Start of Block

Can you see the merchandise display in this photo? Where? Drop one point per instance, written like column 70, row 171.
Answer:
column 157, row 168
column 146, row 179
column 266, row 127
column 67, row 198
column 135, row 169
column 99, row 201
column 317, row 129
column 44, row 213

End of Block

**Work item:** What you return must match the data above character for character.

**Answer section:**
Can you see the merchandise display in this photo? Where? Drop one point per instance, written like column 70, row 171.
Answer:
column 157, row 168
column 146, row 179
column 266, row 127
column 67, row 198
column 135, row 169
column 99, row 201
column 317, row 129
column 44, row 213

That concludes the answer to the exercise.